The exercise:
Render the records below as a two-column CSV with the header row "prompt,reply", one row per request, putting the request text and its answer each in a single quoted field and replacing line breaks with spaces. Leave the pictures out.

Excerpts from a dataset on pointing at objects:
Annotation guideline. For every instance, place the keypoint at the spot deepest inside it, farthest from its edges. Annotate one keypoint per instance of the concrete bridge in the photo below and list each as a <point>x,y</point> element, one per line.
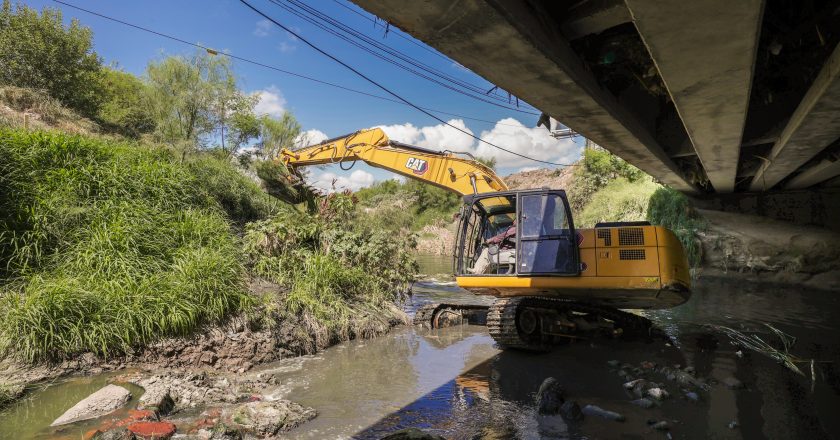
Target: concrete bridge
<point>736,103</point>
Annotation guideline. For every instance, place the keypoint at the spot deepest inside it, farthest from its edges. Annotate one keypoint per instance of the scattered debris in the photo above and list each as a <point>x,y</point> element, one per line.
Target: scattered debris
<point>412,434</point>
<point>661,426</point>
<point>108,399</point>
<point>549,396</point>
<point>596,411</point>
<point>658,393</point>
<point>644,403</point>
<point>732,383</point>
<point>152,430</point>
<point>571,411</point>
<point>756,343</point>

Solution:
prompt,reply
"Annotation guideline. For every instance, place the keypoint at the spot deepest inside it, farthest from its edges. Annotate one keypoint per instance of the concrete bridge in the photo below and list each as a <point>x,y</point> element, one per line. Target: concrete bridge","<point>736,103</point>"
"Annotation guideline. For every instance, place the keypoint at the spot deepest inside it, farthest from its edges. Annotate one keypoint per instance of the scattered debris in the photo above and list each as a <point>x,y</point> element, one per line. Target: scattered debris","<point>412,434</point> <point>661,426</point> <point>108,399</point> <point>549,396</point> <point>596,411</point> <point>658,393</point> <point>644,403</point> <point>732,383</point> <point>152,430</point> <point>571,411</point> <point>756,343</point>"